- **Task objective**:
Update the rows below by changing every "single pin" to "single marker", and reproduce them with everything else left as it is.

--- Start Source records ---

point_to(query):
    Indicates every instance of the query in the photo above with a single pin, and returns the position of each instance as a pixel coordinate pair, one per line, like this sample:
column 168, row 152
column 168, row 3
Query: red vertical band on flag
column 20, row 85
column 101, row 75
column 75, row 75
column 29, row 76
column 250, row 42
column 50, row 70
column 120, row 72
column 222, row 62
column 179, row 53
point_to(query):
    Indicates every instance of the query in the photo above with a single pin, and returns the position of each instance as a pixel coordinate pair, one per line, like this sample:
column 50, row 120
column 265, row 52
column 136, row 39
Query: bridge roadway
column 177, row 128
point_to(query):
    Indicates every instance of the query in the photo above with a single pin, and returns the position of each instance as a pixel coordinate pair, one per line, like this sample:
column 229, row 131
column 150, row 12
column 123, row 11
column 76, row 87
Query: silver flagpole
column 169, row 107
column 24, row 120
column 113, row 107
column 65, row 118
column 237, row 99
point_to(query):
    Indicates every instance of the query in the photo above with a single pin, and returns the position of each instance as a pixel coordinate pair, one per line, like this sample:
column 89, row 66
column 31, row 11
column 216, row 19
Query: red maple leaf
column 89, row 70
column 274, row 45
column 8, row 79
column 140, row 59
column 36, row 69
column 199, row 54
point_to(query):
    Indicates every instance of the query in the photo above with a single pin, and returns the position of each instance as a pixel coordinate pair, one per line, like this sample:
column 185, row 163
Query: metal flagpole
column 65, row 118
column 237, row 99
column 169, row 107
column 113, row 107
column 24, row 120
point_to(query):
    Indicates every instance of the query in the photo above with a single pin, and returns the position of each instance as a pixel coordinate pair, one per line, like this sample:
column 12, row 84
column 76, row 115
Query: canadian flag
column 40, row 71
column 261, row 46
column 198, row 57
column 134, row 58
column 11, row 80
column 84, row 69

--- End Source records ---

- **Answer in full**:
point_to(query):
    Indicates every instance of the query in the photo above with a single marker, and returns the position of each instance as a pixel coordinate pair, one per line, like this sample:
column 168, row 152
column 168, row 3
Query: red vertical band on flag
column 20, row 85
column 101, row 75
column 75, row 75
column 29, row 76
column 250, row 42
column 50, row 70
column 120, row 72
column 222, row 62
column 179, row 53
point_to(query):
    Indicates every instance of the query in the photo above with a single marker, and returns the position of each instance as a pixel coordinate pair, one per line, like this sample:
column 50, row 120
column 265, row 52
column 136, row 39
Query: bridge roadway
column 177, row 128
point_to(query):
    Indicates every instance of the query in the photo above with a single marker, and returns the position of each instance as a pixel coordinate pair, one per line, like this sample:
column 229, row 131
column 150, row 12
column 123, row 11
column 76, row 87
Query: silver flagpole
column 169, row 107
column 24, row 120
column 113, row 107
column 65, row 118
column 237, row 99
point_to(query):
    Indicates every instance of the query in the photo above with a single marker, and returns the position of each instance as a pixel coordinate pair, one per line, like this sample:
column 89, row 66
column 31, row 11
column 216, row 19
Query: red maple leaf
column 89, row 70
column 274, row 45
column 8, row 79
column 140, row 59
column 36, row 69
column 199, row 54
point_to(query):
    Indicates every instance of the query in the photo above with a single marker, and returns the position of each instance as a pixel coordinate pair, one per line, like this sample:
column 185, row 163
Query: metal flagpole
column 65, row 118
column 237, row 99
column 169, row 107
column 113, row 107
column 24, row 120
point_to(query):
    Indicates every instance of the query in the photo above with a single marker, and returns the position of each instance as a pixel coordinate pair, one per line, like this sample:
column 12, row 84
column 76, row 115
Query: canadian flag
column 40, row 71
column 261, row 46
column 198, row 57
column 134, row 58
column 11, row 80
column 84, row 69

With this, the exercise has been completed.